Please give every line of the material below as a JSON list of strings, one string per line, leaving out any blank lines.

### RECORDS SHOWN ###

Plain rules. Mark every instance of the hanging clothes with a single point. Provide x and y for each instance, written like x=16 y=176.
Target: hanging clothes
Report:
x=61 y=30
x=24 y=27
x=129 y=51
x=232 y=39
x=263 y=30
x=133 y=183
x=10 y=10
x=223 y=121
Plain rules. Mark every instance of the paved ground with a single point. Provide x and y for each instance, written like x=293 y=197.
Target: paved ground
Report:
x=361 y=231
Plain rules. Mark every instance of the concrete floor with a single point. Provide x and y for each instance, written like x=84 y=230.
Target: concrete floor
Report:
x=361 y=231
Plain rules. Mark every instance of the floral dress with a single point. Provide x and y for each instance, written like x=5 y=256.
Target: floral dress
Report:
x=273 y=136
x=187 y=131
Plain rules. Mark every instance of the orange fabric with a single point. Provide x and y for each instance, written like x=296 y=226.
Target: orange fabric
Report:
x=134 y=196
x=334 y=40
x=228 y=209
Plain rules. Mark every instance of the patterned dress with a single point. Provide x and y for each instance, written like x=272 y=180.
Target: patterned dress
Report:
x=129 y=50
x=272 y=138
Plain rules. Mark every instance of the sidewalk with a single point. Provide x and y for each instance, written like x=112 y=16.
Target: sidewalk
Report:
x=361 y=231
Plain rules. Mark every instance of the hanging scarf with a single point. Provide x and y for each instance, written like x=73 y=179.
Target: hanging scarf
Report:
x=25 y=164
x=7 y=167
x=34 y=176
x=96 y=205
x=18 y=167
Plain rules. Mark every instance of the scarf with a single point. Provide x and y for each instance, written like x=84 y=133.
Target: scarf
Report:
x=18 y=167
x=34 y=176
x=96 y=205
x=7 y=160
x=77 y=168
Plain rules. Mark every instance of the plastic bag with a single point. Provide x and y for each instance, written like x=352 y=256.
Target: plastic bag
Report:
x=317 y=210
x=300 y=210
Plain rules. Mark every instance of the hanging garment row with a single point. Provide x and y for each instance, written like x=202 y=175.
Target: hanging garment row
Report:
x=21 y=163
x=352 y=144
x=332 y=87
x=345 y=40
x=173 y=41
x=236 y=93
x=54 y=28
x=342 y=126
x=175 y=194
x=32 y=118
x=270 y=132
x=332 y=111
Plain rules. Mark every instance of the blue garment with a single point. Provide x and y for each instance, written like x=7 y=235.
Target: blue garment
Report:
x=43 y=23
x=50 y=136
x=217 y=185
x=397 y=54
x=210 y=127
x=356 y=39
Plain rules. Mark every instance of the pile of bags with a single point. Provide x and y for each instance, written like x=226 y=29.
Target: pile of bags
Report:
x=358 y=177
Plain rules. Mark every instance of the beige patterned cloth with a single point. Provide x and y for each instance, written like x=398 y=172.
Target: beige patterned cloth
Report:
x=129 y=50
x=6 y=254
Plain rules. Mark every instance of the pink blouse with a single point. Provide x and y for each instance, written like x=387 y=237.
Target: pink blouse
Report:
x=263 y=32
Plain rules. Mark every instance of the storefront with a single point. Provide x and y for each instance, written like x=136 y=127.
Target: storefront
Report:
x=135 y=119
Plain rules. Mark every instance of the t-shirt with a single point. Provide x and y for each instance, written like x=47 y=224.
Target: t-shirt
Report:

###

* _RESULT FOR THIS EXERCISE_
[
  "Plain rules. Mark every instance of the hanging clothes with a single point. Provide x and y for each instance, written like x=16 y=176.",
  "Target: hanging clothes",
  "Report:",
  "x=61 y=30",
  "x=24 y=27",
  "x=129 y=51",
  "x=232 y=39",
  "x=263 y=30",
  "x=133 y=183",
  "x=10 y=10",
  "x=223 y=121",
  "Plain rules. Mark every instance of the paved ground with a single point. Provide x and y for each instance, written like x=293 y=197.",
  "Target: paved ground",
  "Report:",
  "x=361 y=231",
  "Plain rules. Mark every instance of the concrete floor with a single point. Provide x and y for each instance, written like x=84 y=230.",
  "Target: concrete floor",
  "Report:",
  "x=361 y=231",
  "Plain rules. Mark every instance of the floral dress with a single point. Provide x and y for each instance, written like x=5 y=256.",
  "Target: floral dress",
  "Report:",
  "x=273 y=136",
  "x=187 y=131",
  "Plain rules. Mark every instance of the orange fabric with a single point. Provide x and y for each instance, written like x=296 y=226.",
  "Target: orange fabric",
  "Report:",
  "x=134 y=196",
  "x=334 y=40",
  "x=228 y=209",
  "Plain rules. Mark every instance of the patterned dress with a single point. Provide x and y for each instance, written like x=272 y=180.",
  "Target: patterned dress",
  "Report:",
  "x=129 y=50",
  "x=272 y=138",
  "Plain rules. Mark every instance of the sidewalk with a single point. Provide x and y for each instance, written like x=112 y=16.",
  "Target: sidewalk",
  "Report:",
  "x=361 y=231",
  "Plain rules. Mark every instance of the hanging scarf with a single point. Provide x and y for each instance, written like x=73 y=179.",
  "Target: hanging scarf",
  "Report:",
  "x=25 y=164",
  "x=7 y=167",
  "x=34 y=176",
  "x=96 y=205",
  "x=18 y=167",
  "Plain rules. Mark every instance of the scarf with a single point. Provide x and y for each instance, written like x=84 y=133.",
  "Target: scarf",
  "Report:",
  "x=18 y=167",
  "x=34 y=176",
  "x=96 y=205",
  "x=7 y=160",
  "x=77 y=168",
  "Plain rules. Mark every instance of the plastic bag with a single point. Provide x and y for each instance, written like x=352 y=256.",
  "Target: plastic bag",
  "Report:",
  "x=317 y=210",
  "x=300 y=210",
  "Plain rules. Mark every instance of the hanging garment row with a single point. Provide x and y for each instance, written like x=202 y=175.",
  "Target: hanging garment row",
  "Report:",
  "x=21 y=163",
  "x=352 y=144",
  "x=332 y=87",
  "x=345 y=40",
  "x=173 y=41",
  "x=236 y=93",
  "x=54 y=28",
  "x=342 y=126",
  "x=175 y=194",
  "x=32 y=118",
  "x=270 y=132",
  "x=332 y=111",
  "Plain rules. Mark every instance of the blue garment with a single point. Provide x and y for each instance, written like x=7 y=235.",
  "Target: blue garment",
  "Report:",
  "x=43 y=23",
  "x=50 y=136",
  "x=217 y=185",
  "x=397 y=54",
  "x=210 y=127",
  "x=356 y=39",
  "Plain rules. Mark every instance of the pile of bags with a single point. Provide x and y for each instance, written like x=226 y=29.",
  "Target: pile of bags",
  "Report:",
  "x=358 y=177",
  "Plain rules. Mark every instance of the beige patterned cloth with a single point. Provide x and y for each instance, written like x=398 y=172.",
  "Target: beige patterned cloth",
  "Report:",
  "x=129 y=50",
  "x=6 y=254",
  "Plain rules. Mark every instance of the pink blouse with a single point. Provide x and y for each instance, written like x=387 y=237.",
  "Target: pink blouse",
  "Report:",
  "x=263 y=32",
  "Plain rules. Mark every instance of the storefront with a single point. Provide x and y for each instance, written like x=136 y=127.",
  "Target: storefront",
  "Report:",
  "x=135 y=119",
  "Plain rules. Mark every instance of the t-shirt with a single point. Provide x and y for each instance, written like x=47 y=224.",
  "Target: t-shirt",
  "Report:"
]